Please copy the listing below word for word, leaving out the pictures.

════════════════════

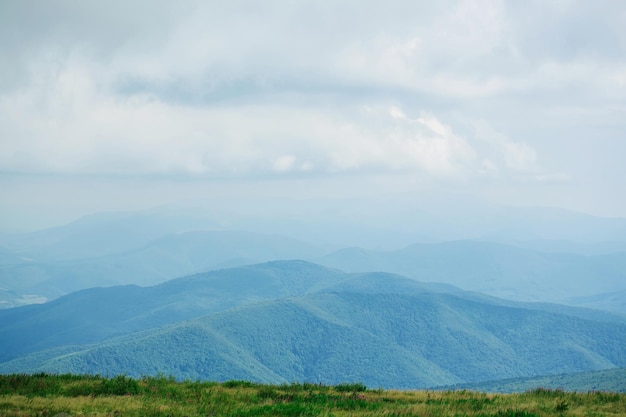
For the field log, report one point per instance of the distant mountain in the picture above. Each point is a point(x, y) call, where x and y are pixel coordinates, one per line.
point(496, 269)
point(167, 257)
point(610, 380)
point(295, 321)
point(612, 301)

════════════════════

* [Task answer]:
For the field log, report one point per instance of the distant mountain in the picture above. Each point is a point(x, y) call, where x and y are pixel coordinates, one per line.
point(496, 269)
point(167, 257)
point(610, 380)
point(295, 321)
point(612, 301)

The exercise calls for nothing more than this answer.